== What this task involves ==
Put the lines below into a numbered list, skipping any blank lines, and leave the pictures out of your answer.

== Data extract ==
● ● ● ●

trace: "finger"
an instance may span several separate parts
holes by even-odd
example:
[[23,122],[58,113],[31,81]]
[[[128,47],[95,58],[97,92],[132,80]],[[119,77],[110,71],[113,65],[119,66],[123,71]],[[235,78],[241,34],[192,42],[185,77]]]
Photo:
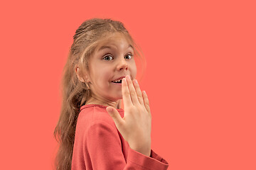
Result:
[[143,94],[142,96],[143,96],[144,103],[146,110],[148,111],[148,113],[150,113],[149,101],[149,98],[147,97],[147,95],[146,94],[146,91],[143,91],[142,94]]
[[127,76],[126,79],[127,79],[127,81],[129,91],[129,93],[130,93],[130,96],[131,96],[131,98],[132,98],[132,103],[134,105],[138,105],[138,104],[139,104],[139,100],[138,100],[138,96],[137,96],[135,88],[134,88],[134,84],[132,83],[132,81],[129,76]]
[[133,81],[133,84],[134,84],[134,86],[135,89],[136,89],[136,93],[137,93],[137,96],[138,96],[139,102],[139,103],[141,105],[144,105],[142,93],[142,91],[141,91],[141,89],[139,88],[139,84],[138,84],[138,81],[137,81],[137,79]]
[[120,114],[117,110],[117,109],[112,106],[108,106],[106,108],[106,110],[112,118],[117,128],[122,125],[124,120],[121,118]]
[[122,95],[124,107],[132,104],[128,84],[125,78],[122,79]]

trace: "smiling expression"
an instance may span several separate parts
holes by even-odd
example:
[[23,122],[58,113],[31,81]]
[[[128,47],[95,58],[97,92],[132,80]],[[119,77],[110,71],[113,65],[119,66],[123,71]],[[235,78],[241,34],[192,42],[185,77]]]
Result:
[[121,76],[135,79],[137,67],[132,43],[122,33],[113,33],[95,49],[89,60],[87,82],[95,96],[103,102],[122,99]]

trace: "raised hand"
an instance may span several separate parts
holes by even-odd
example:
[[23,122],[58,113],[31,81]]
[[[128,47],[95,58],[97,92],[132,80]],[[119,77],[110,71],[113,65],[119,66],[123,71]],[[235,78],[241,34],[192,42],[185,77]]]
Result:
[[122,118],[118,111],[112,106],[107,107],[106,110],[129,147],[149,157],[151,115],[149,98],[145,91],[142,93],[137,80],[132,81],[129,76],[122,79],[122,94],[124,118]]

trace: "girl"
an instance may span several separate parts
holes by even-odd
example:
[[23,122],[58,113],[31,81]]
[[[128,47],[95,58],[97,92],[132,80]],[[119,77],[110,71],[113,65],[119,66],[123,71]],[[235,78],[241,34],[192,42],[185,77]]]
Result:
[[54,131],[56,169],[167,169],[151,149],[149,99],[135,79],[138,53],[123,24],[87,20],[73,39]]

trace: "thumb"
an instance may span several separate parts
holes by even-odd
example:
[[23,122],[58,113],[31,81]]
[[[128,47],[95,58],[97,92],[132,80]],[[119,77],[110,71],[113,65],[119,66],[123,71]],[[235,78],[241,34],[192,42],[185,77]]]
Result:
[[112,106],[108,106],[106,108],[107,112],[109,115],[112,118],[114,124],[116,125],[117,128],[118,128],[119,125],[121,125],[123,120],[121,118],[119,112],[114,108]]

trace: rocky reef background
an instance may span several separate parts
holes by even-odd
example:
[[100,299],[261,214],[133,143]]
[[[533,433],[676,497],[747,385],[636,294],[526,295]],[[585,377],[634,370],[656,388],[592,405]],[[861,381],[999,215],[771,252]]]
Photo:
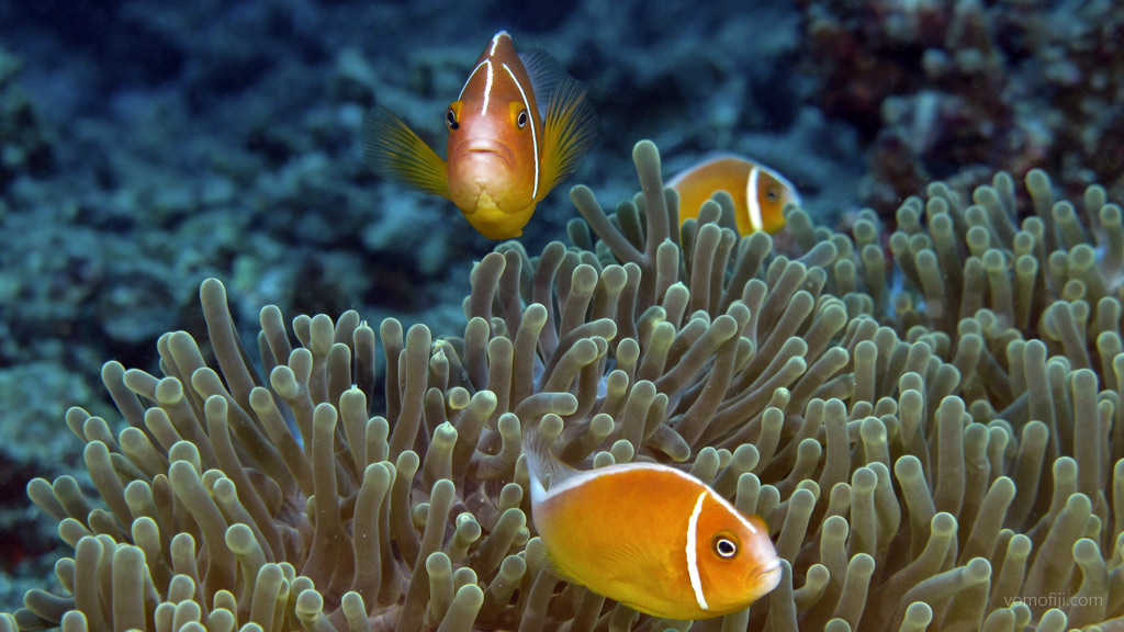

● ● ● ●

== The reply ==
1. trace: "finger"
2. an instance may span several separate parts
3. holes by even-odd
4. example:
5. [[23,122],[58,113],[31,81]]
6. [[[128,47],[95,58],[97,92],[132,80]],[[119,77],[110,71],[113,65],[119,66],[123,71]],[[235,78],[241,34],[192,42],[185,77]]]
7. Photo:
8. Result:
9. [[143,94],[142,96],[143,96],[144,103],[146,110],[148,111],[148,113],[150,113],[149,101],[149,98],[147,97],[147,95],[146,94],[146,91],[143,91],[142,94]]
10. [[127,76],[126,79],[127,79],[127,81],[129,91],[129,93],[130,93],[130,96],[131,96],[131,98],[132,98],[132,103],[134,105],[138,105],[138,104],[139,104],[139,100],[138,100],[138,96],[137,96],[135,88],[134,88],[134,84],[132,83],[132,81],[129,76]]
11. [[133,81],[133,84],[134,84],[134,86],[135,89],[136,89],[136,93],[137,93],[137,96],[138,96],[139,102],[139,103],[141,105],[144,105],[142,93],[142,91],[141,91],[141,89],[139,88],[139,84],[138,84],[138,81],[137,81],[137,79]]
12. [[120,114],[117,110],[117,109],[112,106],[108,106],[106,108],[106,110],[112,118],[117,128],[122,125],[124,120],[121,118]]
13. [[122,95],[124,107],[132,104],[128,84],[125,78],[122,79]]
14. trace: "smiling expression"
15. an instance may span several separate parts
16. holes by even-odd
17. example:
18. [[23,122],[58,113],[31,81]]
19. [[[128,47],[95,58],[97,92],[132,80]],[[119,77],[110,71],[113,65],[119,66],[123,71]],[[235,78],[241,34],[192,42],[185,77]]]
20. Result:
21. [[121,76],[135,79],[137,67],[132,43],[122,33],[113,33],[95,49],[89,60],[87,82],[95,96],[103,102],[122,99]]
22. trace: "raised hand"
23. an instance may span several separate parts
24. holes by even-odd
25. example:
26. [[23,122],[58,113],[31,81]]
27. [[[128,47],[95,58],[97,92],[132,80]],[[119,77],[110,71],[113,65],[119,66],[123,71]],[[235,78],[241,34],[192,42],[185,77]]]
28. Result:
29. [[122,118],[118,111],[112,106],[107,107],[106,110],[129,147],[149,157],[151,115],[149,98],[145,91],[142,93],[137,80],[132,81],[129,76],[122,79],[122,94],[124,118]]
30. trace: "girl"
31. an instance may span several separate parts
32. holes by even-odd
33. example:
34. [[23,122],[58,113],[31,81]]
35. [[[128,47],[95,58],[97,92],[132,80]],[[119,77],[110,71],[113,65],[119,66],[123,71]],[[235,78],[241,34],[192,42],[185,77]]]
36. Result:
37. [[54,131],[56,169],[167,169],[151,149],[149,99],[135,79],[138,53],[123,24],[87,20],[73,39]]
38. trace: "thumb"
39. an instance may span several separate parts
40. holes by even-odd
41. example:
42. [[23,122],[58,113],[31,81]]
43. [[[128,47],[95,58],[97,92],[132,80]],[[119,77],[110,71],[113,65],[119,66],[123,71]],[[235,78],[241,34],[192,42],[185,77]]]
44. Result:
45. [[112,106],[108,106],[106,108],[107,112],[109,115],[112,118],[114,124],[116,125],[117,128],[118,128],[119,125],[121,125],[123,120],[121,118],[119,112],[114,108]]
46. trace: rocky reef background
47. an instance may span several separate parts
48. holes by even-odd
49. example:
50. [[100,299],[261,214],[133,143]]
51. [[[533,433],[676,497],[747,385],[636,294],[526,295]],[[585,377],[634,370],[656,388],[592,405]],[[861,381],[999,215],[771,252]]]
52. Photo:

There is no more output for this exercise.